[Records from a data collection]
※
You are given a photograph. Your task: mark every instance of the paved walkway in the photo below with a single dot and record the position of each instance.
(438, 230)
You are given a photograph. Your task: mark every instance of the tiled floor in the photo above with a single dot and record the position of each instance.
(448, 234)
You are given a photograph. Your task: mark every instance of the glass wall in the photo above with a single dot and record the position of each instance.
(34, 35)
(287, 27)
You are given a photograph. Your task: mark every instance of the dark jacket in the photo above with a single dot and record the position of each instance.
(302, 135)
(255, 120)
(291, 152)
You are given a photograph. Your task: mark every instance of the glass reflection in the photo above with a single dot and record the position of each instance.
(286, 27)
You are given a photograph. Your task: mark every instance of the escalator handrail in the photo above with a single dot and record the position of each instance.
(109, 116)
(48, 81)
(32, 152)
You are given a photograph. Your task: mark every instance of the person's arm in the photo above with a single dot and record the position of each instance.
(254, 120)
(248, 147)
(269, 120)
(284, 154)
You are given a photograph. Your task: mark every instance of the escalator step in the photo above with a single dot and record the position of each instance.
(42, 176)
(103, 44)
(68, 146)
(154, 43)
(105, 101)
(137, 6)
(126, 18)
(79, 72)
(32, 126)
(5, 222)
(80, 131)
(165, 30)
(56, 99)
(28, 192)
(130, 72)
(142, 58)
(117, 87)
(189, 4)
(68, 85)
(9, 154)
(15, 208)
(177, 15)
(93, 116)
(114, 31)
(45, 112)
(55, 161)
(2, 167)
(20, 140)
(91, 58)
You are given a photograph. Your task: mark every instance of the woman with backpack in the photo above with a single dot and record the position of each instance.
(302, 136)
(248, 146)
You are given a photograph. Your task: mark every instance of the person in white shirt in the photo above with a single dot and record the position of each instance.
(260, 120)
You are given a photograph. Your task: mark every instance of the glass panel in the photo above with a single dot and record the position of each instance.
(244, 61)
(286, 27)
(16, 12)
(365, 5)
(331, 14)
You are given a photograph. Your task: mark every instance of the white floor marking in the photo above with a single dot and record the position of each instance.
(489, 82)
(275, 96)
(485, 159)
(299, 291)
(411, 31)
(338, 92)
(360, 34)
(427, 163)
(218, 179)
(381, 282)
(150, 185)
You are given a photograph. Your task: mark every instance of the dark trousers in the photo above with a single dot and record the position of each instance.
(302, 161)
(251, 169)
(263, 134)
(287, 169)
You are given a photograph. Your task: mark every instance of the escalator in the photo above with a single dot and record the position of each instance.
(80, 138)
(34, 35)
※
[Activity] Each entry must be reproduced verbatim.

[Output below]
You are given a photograph. Your task: mark every instance of the paved walkway in the photo below with a single dot and record the position of each instance.
(438, 230)
You are given a photograph. Your task: mark every instance of the tiled floor in the photo above with a single dot and record the position of each instance.
(448, 234)
You are given a photograph. Your task: mark every instance of the glass wall in the photo above with a single dot and record the position of each instance.
(34, 35)
(287, 27)
You are given a photograph. Your task: mark every instance of the dark jacket in the photo above with a single dot and record the position of each instance.
(302, 135)
(255, 120)
(291, 152)
You are given a photograph. Your task: mark every instance of the glass reflection in the photo above with a single dot and record the position of each instance.
(286, 27)
You are given a photograph. Your task: mark every instance of the escalator handrail in the photo above with a single dot and record the position of each instance.
(109, 116)
(48, 81)
(32, 152)
You are given a photograph. Your task: mark every instance of the person's arm in the photo above with a single dot and record the position of each instance.
(254, 120)
(248, 147)
(269, 120)
(284, 154)
You are given a photograph. Your task: mark every instance of the escalator step in the photo above with a single dot and record the position of each instance.
(42, 176)
(103, 44)
(68, 146)
(154, 43)
(105, 101)
(137, 6)
(126, 18)
(79, 72)
(32, 126)
(5, 222)
(80, 131)
(165, 30)
(56, 99)
(28, 192)
(130, 72)
(142, 58)
(117, 87)
(189, 4)
(68, 85)
(9, 154)
(15, 208)
(177, 15)
(93, 116)
(114, 31)
(45, 112)
(55, 161)
(2, 167)
(20, 140)
(91, 58)
You are given a photograph. Your task: mark every instance of the woman with backpack in the photo above with a single dot and record the position of each instance.
(302, 136)
(248, 146)
You are given a photograph. Your task: mark every instance of the person in white shirt in the photo above with a single dot and record the position of each instance.
(260, 120)
You are given a photograph. Your task: mark every instance of the glass panel in the photo above with a single dot and record the position of each instance.
(244, 61)
(286, 27)
(16, 12)
(365, 5)
(331, 14)
You are given a photograph. Your task: mark every instance of the white floor marking in the photo above with a single dot and record the position of each instance.
(489, 82)
(275, 96)
(485, 159)
(299, 291)
(411, 31)
(338, 92)
(360, 34)
(427, 163)
(218, 179)
(381, 282)
(150, 185)
You are given a photograph. Your task: mark every instance of the dark trousers in the photo above with a single dot and record the position of each instance.
(302, 161)
(251, 169)
(263, 134)
(287, 169)
You are given a photograph. Your task: mark every instance of the escalator in the photo above with a single dot and record the position of each instance.
(80, 138)
(34, 35)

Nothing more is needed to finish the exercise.